* [STATED EXERCISE] Copy the material from the line holding "Find the photographer" through the line holding "661], [321, 658]]", inclusive, swapping in "pile of paper" wherever "stack of paper" appears and changing nothing else.

* [ENTRIES PROVIDED]
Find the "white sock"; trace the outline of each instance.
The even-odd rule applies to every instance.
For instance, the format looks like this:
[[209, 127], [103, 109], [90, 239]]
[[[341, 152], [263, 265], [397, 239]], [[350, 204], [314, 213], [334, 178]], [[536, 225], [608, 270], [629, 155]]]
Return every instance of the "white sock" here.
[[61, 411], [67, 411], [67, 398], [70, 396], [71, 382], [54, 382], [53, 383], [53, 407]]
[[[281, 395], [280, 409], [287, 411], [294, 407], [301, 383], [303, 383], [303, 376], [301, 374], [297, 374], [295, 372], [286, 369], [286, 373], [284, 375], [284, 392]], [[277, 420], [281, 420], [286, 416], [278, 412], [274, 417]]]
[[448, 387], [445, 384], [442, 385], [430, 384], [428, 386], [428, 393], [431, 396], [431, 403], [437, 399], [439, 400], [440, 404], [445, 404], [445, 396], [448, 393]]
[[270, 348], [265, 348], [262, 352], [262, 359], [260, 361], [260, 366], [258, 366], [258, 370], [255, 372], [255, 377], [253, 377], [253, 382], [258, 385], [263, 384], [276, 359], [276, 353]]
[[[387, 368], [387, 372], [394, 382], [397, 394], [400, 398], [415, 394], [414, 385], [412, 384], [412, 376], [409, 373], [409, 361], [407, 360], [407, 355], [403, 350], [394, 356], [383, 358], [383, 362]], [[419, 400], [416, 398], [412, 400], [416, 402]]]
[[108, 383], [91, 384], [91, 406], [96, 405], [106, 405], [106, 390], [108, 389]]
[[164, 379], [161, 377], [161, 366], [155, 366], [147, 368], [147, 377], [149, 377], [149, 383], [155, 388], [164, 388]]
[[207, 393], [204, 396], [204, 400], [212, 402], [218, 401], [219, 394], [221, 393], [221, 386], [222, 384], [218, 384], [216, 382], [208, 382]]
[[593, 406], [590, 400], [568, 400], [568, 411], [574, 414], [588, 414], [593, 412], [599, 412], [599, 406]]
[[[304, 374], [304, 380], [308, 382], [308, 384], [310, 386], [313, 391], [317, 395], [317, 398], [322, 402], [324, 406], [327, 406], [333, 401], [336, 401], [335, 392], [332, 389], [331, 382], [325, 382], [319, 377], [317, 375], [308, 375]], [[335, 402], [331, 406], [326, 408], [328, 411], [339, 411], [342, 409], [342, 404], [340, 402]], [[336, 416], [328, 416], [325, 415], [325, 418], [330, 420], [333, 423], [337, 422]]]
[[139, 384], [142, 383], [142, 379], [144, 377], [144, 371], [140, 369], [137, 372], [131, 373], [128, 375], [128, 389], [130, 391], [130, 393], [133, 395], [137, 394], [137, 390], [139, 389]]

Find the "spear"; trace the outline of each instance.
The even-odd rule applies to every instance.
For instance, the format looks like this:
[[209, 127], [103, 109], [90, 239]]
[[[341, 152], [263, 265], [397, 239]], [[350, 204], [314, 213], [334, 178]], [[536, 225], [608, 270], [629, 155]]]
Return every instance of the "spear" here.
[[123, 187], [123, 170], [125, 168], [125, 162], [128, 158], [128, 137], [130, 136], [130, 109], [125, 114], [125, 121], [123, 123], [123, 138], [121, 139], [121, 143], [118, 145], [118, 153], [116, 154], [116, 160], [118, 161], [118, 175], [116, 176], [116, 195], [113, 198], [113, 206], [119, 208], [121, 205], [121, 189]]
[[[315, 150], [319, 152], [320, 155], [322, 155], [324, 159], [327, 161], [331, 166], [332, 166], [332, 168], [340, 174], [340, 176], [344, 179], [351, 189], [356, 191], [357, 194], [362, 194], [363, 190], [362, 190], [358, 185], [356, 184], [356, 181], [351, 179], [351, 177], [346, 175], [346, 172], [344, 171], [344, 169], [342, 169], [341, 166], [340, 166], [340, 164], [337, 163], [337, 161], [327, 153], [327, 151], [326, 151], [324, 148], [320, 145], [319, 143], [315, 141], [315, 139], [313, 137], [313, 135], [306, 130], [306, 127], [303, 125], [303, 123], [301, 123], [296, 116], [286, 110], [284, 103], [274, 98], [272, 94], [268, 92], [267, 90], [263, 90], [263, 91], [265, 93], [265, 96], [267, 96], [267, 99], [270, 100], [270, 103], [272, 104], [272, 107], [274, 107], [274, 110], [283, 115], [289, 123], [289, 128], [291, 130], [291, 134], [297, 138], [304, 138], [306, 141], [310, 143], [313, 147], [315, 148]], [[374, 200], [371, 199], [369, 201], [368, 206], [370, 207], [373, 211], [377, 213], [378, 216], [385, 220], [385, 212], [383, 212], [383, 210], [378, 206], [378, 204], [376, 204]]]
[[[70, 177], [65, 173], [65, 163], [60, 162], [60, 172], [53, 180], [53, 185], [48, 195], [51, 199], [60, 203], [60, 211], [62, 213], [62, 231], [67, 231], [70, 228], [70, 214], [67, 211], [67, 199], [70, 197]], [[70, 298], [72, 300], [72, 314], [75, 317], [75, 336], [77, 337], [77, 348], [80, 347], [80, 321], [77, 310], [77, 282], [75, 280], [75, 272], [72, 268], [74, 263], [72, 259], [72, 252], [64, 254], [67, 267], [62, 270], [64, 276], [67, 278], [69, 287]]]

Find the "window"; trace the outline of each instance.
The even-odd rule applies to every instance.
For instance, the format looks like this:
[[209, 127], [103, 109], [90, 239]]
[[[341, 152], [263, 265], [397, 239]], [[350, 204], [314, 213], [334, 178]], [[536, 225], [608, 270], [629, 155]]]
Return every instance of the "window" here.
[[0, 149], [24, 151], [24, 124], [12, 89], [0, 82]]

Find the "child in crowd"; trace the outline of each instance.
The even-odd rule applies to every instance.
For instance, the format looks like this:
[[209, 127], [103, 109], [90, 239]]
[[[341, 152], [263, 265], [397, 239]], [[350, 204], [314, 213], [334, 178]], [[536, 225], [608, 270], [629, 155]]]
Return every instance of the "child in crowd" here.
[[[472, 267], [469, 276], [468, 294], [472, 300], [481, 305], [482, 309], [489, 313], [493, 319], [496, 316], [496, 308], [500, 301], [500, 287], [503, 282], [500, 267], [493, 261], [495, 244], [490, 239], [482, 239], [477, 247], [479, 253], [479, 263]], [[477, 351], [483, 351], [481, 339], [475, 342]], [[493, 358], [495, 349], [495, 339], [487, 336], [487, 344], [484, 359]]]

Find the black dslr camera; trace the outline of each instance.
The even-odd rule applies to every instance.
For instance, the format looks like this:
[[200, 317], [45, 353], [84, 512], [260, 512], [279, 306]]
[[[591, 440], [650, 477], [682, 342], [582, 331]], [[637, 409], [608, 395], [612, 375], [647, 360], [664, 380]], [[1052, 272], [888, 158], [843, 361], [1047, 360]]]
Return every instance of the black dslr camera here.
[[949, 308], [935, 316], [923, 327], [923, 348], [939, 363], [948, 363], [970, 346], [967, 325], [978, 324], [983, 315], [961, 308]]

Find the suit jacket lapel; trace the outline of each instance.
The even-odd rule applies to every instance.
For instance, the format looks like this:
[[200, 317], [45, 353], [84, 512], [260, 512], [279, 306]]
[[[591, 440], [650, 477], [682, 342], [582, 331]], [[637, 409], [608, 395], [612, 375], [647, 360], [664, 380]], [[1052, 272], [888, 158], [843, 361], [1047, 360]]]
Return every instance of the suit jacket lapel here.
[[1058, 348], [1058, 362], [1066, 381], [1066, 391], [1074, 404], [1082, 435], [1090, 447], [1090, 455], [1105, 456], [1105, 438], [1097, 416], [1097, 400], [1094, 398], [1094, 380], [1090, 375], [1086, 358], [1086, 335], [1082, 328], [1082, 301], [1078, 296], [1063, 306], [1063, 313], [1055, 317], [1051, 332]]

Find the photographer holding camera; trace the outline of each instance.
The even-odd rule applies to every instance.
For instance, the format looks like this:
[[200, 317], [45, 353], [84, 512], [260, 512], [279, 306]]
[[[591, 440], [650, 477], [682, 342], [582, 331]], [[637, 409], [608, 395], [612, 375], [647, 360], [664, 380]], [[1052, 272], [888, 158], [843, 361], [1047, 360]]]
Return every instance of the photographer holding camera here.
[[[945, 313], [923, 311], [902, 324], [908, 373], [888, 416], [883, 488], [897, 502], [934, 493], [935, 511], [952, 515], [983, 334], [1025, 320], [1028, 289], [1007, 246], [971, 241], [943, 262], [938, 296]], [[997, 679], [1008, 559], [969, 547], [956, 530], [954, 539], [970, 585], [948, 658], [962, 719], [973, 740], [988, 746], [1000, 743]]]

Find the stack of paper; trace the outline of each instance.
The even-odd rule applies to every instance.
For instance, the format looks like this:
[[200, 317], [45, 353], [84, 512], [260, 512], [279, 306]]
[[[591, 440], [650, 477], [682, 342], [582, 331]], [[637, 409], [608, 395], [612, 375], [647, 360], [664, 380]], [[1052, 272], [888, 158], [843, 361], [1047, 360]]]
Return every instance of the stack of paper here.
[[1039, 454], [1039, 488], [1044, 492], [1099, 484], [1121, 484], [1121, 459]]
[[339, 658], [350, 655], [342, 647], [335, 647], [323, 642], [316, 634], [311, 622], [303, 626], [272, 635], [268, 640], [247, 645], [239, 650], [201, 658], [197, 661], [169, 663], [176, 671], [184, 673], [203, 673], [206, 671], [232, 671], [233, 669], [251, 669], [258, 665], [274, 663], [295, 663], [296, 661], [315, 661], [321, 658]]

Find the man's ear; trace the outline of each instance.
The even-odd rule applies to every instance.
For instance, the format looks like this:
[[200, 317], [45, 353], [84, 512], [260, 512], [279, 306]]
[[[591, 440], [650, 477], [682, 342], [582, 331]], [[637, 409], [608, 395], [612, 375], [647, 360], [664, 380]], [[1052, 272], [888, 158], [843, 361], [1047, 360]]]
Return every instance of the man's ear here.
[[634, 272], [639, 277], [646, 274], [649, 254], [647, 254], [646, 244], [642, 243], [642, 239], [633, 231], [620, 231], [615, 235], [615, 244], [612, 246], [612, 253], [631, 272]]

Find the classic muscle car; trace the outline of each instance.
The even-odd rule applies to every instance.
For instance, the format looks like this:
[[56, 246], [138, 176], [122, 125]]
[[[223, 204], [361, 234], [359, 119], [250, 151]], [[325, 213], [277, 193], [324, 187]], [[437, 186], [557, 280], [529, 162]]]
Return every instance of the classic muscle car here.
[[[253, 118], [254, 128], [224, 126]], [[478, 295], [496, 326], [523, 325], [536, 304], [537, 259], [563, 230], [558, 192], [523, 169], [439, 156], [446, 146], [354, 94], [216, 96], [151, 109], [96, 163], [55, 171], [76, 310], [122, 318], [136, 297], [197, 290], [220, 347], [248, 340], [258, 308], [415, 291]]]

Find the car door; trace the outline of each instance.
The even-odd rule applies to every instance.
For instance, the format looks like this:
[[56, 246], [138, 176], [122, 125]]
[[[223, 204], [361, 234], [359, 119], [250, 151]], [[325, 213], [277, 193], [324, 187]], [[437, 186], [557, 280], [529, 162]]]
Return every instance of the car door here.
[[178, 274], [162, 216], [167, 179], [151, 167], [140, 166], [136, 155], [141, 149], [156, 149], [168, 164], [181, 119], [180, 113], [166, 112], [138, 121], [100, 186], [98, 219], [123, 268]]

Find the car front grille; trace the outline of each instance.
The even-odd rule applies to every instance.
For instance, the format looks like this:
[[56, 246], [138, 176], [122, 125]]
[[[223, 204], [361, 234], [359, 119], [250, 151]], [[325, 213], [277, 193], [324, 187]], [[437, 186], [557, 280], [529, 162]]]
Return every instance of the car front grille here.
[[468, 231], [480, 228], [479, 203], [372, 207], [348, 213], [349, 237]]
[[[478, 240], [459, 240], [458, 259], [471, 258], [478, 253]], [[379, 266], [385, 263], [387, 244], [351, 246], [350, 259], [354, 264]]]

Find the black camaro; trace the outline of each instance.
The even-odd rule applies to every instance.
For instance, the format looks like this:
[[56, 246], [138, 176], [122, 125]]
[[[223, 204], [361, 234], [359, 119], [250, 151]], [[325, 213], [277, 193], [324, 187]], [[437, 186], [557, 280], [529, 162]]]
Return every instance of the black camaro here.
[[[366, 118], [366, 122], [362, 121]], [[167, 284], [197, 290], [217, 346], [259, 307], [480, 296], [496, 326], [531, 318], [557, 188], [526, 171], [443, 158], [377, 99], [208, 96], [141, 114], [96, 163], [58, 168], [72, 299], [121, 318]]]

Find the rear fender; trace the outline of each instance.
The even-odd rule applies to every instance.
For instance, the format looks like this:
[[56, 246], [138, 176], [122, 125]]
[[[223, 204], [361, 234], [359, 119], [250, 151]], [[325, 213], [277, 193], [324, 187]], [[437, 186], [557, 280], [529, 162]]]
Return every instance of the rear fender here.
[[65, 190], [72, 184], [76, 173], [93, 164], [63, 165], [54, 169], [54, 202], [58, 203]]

* [ANSWER IN FULL]
Find the photographer holding camera; trace the outline of each instance.
The even-odd rule applies to every instance.
For instance, the format looks like this:
[[200, 317], [45, 353], [84, 512], [260, 512], [279, 306]]
[[[591, 440], [650, 477], [682, 342], [582, 331]], [[637, 409], [608, 395], [612, 375], [647, 360], [664, 380]], [[1052, 272], [888, 158], [843, 361], [1047, 360]]]
Return every instance of the photographer holding camera here.
[[[945, 313], [923, 311], [902, 324], [908, 373], [888, 416], [883, 488], [897, 502], [934, 493], [935, 511], [952, 515], [983, 334], [1025, 320], [1028, 289], [1007, 246], [971, 241], [943, 262], [938, 296]], [[997, 679], [1008, 559], [969, 547], [956, 530], [954, 539], [970, 585], [948, 658], [962, 719], [973, 740], [988, 746], [1000, 743]]]

Find the pile of paper; trace the outline of each instance.
The even-odd rule applies to every instance.
For instance, the format looks like this:
[[200, 317], [45, 353], [84, 512], [260, 512], [279, 306]]
[[[591, 440], [650, 477], [682, 342], [582, 331]], [[637, 409], [608, 395], [612, 375], [647, 360], [664, 380]], [[1052, 272], [888, 158], [843, 361], [1047, 360]]]
Return every instance of the pile of paper here.
[[1039, 454], [1039, 488], [1044, 492], [1099, 484], [1121, 484], [1121, 459]]
[[339, 658], [350, 655], [342, 647], [335, 647], [323, 642], [316, 634], [311, 622], [303, 626], [272, 635], [268, 640], [247, 645], [239, 650], [201, 658], [197, 661], [169, 663], [176, 671], [184, 673], [203, 673], [206, 671], [232, 671], [233, 669], [251, 669], [258, 665], [274, 663], [295, 663], [296, 661], [315, 661], [321, 658]]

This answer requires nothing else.